** Opening DATA EXTRACTS block **

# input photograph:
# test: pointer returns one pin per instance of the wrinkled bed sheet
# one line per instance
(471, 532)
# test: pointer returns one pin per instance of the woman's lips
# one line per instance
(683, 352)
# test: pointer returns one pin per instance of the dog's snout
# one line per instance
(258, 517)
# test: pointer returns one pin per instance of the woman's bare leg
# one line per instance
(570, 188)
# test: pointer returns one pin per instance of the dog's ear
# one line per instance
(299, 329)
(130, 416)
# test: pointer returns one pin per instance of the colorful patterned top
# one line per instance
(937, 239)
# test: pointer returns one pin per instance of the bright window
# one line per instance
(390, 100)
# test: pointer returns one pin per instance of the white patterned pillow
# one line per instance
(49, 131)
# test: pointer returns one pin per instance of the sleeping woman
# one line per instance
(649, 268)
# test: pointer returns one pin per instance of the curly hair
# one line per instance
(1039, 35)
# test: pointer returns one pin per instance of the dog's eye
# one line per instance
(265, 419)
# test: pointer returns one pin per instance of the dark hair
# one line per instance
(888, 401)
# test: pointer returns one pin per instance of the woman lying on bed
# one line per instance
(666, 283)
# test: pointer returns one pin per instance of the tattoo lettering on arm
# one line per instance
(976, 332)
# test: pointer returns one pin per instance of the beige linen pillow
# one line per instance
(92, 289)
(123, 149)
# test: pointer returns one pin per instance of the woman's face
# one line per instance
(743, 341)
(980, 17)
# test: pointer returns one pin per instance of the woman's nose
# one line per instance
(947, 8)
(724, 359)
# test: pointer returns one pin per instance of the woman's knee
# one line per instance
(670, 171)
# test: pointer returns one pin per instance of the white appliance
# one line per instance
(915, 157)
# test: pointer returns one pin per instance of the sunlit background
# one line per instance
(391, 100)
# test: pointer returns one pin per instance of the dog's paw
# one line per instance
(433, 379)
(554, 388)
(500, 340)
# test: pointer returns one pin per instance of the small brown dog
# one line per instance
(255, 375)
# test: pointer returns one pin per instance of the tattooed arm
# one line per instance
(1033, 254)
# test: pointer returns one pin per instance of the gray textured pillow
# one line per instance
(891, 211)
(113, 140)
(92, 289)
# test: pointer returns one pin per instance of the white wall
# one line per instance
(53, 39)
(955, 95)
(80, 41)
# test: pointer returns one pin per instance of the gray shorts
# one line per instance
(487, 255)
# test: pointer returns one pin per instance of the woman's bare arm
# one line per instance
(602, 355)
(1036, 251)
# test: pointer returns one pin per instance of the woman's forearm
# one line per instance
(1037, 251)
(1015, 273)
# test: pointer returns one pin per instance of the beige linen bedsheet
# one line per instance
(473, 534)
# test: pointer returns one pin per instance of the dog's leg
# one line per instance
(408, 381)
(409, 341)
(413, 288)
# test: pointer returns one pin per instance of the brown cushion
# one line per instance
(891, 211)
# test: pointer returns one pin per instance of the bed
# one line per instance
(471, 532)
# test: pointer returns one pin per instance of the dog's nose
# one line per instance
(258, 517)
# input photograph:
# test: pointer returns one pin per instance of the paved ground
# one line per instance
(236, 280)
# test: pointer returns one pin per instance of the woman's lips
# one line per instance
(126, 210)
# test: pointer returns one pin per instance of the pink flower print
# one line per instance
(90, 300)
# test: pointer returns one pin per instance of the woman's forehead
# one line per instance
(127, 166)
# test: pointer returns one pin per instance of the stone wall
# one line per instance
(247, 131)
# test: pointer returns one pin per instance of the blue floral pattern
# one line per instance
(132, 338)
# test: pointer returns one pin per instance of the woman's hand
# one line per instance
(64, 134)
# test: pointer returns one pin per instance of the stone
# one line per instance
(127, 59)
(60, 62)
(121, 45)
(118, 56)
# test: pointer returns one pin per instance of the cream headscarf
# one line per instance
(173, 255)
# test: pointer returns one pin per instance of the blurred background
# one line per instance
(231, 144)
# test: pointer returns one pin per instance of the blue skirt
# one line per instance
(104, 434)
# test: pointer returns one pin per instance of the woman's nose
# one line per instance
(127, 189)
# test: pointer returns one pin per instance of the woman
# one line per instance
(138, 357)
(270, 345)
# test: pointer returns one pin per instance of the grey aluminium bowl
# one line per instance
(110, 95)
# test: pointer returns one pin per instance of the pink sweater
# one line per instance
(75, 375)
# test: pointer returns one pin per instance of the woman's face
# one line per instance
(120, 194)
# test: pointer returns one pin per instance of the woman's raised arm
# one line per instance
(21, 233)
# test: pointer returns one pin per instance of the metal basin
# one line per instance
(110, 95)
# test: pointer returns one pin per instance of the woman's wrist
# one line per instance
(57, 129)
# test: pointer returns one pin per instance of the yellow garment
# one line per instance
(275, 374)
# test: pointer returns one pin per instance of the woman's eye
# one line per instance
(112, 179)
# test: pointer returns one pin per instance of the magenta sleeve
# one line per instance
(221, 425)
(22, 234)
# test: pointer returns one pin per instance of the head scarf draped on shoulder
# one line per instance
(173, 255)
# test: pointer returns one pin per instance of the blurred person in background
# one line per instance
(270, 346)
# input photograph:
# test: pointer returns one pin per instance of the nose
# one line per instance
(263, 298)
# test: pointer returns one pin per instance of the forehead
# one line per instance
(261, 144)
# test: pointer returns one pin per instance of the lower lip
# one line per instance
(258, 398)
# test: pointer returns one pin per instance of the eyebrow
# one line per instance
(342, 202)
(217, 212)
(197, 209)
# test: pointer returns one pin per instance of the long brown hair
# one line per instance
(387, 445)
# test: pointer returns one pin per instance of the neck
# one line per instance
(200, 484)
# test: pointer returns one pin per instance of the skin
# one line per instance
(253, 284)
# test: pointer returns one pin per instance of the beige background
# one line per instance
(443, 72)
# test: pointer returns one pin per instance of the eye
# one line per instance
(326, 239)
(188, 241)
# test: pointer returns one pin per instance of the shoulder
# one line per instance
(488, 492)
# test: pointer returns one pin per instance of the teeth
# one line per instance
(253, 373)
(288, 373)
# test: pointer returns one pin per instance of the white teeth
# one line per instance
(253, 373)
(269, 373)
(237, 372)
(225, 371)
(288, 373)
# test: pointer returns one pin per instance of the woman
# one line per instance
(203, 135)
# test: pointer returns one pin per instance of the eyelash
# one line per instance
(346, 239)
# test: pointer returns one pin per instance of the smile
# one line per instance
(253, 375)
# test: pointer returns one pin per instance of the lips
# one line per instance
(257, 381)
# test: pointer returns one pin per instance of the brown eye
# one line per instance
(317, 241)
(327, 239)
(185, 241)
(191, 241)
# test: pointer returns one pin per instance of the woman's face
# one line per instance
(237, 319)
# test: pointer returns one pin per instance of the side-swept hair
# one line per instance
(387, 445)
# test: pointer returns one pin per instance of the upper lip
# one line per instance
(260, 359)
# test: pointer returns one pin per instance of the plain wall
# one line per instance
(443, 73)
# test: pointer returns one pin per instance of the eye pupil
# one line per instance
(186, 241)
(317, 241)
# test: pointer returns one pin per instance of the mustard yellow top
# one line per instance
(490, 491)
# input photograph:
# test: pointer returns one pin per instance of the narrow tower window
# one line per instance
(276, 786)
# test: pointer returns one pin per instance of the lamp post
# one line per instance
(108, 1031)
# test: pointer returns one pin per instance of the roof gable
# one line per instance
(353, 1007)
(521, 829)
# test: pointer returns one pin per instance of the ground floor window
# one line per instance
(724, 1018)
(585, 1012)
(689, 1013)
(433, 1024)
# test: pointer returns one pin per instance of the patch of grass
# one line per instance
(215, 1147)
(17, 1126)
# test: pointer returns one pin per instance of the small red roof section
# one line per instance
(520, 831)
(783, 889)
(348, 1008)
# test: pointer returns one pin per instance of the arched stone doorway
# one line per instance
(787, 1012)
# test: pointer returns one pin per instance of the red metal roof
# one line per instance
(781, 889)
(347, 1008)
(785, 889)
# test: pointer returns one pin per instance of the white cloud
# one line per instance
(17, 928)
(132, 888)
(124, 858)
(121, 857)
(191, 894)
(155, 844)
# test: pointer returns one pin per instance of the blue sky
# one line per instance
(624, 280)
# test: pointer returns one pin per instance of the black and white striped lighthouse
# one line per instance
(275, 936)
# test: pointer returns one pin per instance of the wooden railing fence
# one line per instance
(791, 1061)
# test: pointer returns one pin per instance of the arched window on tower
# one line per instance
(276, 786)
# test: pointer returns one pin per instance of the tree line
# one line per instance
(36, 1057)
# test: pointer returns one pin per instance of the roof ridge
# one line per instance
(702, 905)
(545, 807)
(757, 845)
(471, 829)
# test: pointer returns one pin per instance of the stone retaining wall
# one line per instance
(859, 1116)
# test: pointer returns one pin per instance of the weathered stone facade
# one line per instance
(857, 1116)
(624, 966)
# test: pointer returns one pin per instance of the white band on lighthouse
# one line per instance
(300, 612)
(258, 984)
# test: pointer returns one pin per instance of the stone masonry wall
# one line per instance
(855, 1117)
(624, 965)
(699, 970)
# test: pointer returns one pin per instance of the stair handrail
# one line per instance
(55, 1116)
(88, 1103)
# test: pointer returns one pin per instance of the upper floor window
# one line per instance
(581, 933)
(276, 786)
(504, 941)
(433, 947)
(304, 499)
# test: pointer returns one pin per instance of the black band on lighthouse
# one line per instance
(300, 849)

** Closing DATA EXTRACTS block **

◆ TASK ITEM: Where a line of the entries contains the word "background", count it, then state the total and nothing else.

◆ SOLUTION: 4